Kannst du in diesen Einträgen „dresser“ gegen „wardrobe“ austauschen und alles Übrige unverändert wiedergeben?

DATENAUSZUG ->

————————

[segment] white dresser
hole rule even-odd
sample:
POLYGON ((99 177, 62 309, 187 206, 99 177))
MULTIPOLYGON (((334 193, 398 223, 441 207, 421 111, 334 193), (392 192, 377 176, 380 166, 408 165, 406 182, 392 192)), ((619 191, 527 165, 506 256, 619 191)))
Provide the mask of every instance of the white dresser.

————————

ÜBUNGSERGEBNIS ->
[segment] white wardrobe
hole rule even-odd
sample:
POLYGON ((99 177, 62 309, 187 206, 99 177))
MULTIPOLYGON (((334 193, 398 223, 441 207, 421 111, 334 193), (392 192, 377 176, 380 166, 408 165, 406 182, 392 192)), ((619 191, 527 165, 506 256, 619 191)))
Provide the mask of every instance of the white wardrobe.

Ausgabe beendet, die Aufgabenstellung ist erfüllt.